---------- TASK INPUTS ----------
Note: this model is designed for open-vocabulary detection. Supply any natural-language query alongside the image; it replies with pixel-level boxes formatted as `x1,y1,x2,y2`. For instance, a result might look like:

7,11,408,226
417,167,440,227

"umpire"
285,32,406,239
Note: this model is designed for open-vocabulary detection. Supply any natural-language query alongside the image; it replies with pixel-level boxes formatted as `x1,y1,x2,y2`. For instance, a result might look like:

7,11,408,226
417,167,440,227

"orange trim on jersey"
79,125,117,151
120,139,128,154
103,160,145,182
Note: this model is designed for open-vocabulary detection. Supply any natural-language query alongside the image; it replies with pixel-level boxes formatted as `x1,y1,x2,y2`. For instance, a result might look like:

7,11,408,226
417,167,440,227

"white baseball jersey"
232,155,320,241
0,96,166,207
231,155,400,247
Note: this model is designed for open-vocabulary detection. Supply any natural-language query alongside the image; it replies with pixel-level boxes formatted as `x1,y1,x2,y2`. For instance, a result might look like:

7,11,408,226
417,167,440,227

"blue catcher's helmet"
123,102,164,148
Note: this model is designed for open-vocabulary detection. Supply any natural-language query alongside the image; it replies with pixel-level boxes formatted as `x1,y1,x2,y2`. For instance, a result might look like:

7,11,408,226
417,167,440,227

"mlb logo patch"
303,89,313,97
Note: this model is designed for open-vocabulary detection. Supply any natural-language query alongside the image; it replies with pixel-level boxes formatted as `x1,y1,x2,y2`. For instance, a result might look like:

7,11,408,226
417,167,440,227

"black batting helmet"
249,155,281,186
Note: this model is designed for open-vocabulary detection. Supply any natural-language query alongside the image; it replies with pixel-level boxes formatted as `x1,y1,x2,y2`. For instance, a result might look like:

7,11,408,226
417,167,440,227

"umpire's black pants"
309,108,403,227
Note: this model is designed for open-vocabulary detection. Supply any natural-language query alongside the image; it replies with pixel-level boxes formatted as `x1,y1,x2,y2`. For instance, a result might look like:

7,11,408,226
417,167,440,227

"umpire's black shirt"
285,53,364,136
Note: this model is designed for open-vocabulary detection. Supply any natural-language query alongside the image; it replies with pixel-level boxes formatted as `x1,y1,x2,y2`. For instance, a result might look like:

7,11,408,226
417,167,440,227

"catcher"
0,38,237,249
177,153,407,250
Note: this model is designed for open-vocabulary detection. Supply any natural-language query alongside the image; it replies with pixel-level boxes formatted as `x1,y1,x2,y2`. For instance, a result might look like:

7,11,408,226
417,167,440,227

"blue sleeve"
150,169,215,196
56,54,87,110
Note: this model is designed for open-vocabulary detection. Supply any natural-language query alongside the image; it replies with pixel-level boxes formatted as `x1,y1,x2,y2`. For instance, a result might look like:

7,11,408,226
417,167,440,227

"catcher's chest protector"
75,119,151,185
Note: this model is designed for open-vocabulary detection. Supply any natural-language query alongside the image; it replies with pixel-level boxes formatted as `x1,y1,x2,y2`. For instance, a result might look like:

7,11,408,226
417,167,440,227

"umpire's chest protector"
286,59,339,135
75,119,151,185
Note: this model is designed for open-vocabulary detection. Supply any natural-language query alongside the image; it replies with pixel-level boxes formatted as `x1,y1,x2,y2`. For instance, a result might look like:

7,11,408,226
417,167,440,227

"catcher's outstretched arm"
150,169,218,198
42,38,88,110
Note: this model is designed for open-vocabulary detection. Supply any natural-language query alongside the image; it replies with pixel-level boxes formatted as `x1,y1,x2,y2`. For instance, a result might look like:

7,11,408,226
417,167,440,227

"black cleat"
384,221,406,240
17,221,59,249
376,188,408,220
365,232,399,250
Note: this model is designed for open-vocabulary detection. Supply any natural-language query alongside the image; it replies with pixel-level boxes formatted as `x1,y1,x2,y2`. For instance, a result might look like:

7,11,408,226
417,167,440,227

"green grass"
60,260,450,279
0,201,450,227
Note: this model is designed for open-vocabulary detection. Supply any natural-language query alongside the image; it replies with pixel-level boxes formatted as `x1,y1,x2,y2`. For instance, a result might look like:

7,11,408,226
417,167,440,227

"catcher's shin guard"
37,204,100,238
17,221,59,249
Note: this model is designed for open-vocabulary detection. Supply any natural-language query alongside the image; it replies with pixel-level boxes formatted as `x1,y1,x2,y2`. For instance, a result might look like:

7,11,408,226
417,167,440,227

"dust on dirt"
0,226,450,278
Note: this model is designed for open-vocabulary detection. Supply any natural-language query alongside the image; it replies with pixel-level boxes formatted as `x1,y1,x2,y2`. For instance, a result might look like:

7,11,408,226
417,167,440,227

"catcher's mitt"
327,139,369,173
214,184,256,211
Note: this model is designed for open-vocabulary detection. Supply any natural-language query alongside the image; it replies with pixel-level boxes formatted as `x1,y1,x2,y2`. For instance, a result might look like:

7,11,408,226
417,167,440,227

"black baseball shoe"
----------
(GIVEN PROBLEM) Please render the stretch from the start of the material above through the line containing "231,155,400,247" as a JSON list of strings, one string per line, with blank lines left out.

(REPLY TO THE EXERCISE)
[
  "Note: this model is designed for open-vocabulary detection. Supply any natural-language query alongside the image; it replies with pixel-level boxes formatted as `x1,y1,x2,y2`. For instance, a result might look like:",
  "7,11,408,226",
  "417,167,440,227",
  "\"umpire\"",
  "285,32,406,239",
  "Note: this model is designed for open-vocabulary detection. Supply any natural-language query alongside the image; it replies with pixel-level boxes formatted as `x1,y1,x2,y2`. For instance, a result might look like:",
  "7,11,408,226",
  "417,167,440,227",
  "\"orange trim on jersey\"",
  "79,125,117,151",
  "120,139,128,154",
  "103,160,145,182",
  "Note: this model is designed for open-vocabulary detection. Supply any natural-language query alongside the image; it replies with pixel-level boxes formatted as `x1,y1,x2,y2`. For instance, a result might look like:",
  "7,11,408,226",
  "417,167,440,227",
  "\"white baseball jersey\"",
  "232,155,320,241",
  "0,96,166,207",
  "231,155,400,247"
]